Фрагмент источника →
«Я никогда не отрицал нравственное воздействие искусства, безусловно заложенное в каждом подлинном произведении. Но что я действительно отрицаю и против чего готов биться до последней капли чернил, так это нарочитое морализаторство, которое для меня убивает все следы искусства в произведении, каким бы искусным оно не было», – цитируется Владимир Набоков в одном из оцифрованных авторефератов диссертаций, с которыми можно познакомиться на портале Президентской библиотеки.
22 апреля 1899 года исполняется 120 лет со дня рождения Владимира Владимировича Набокова (1899–1977) – одного из самых известных и неординарных русско-американских прозаиков в среде вынужденной эмиграции, знакомство с которым огромной читательской аудитории на Родине стало возможным только в 80-е годы прошлого века.

Задание для выполнения →
Пожалуйста, отредактируйте отрывок текста о Набокове от «22 апреля 1899» до «годы прошлого века.» включительно: замените «прозаиков» на «писателей». Пункты никак не связаны с текстом о Набокове.

Выдержки из пунктов →
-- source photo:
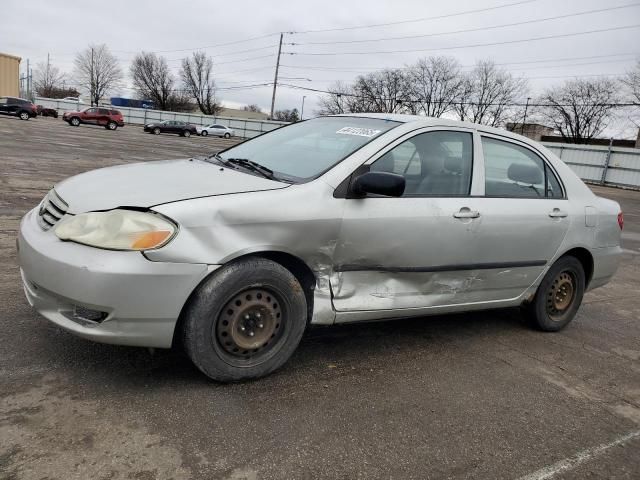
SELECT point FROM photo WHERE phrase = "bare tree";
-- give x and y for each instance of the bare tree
(251, 108)
(580, 109)
(48, 79)
(152, 79)
(488, 94)
(435, 84)
(97, 71)
(197, 76)
(631, 80)
(385, 91)
(287, 115)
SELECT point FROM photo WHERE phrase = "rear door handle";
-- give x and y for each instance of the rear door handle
(557, 213)
(466, 213)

Ответ на задачу →
22 апреля 1899 года исполняется 120 лет со дня рождения Владимира Владимировича Набокова (1899–1977) – одного из самых известных и неординарных русско-американских писателей в среде вынужденной эмиграции, знакомство с которым огромной читательской аудитории на Родине стало возможным только в 80-е годы прошлого века.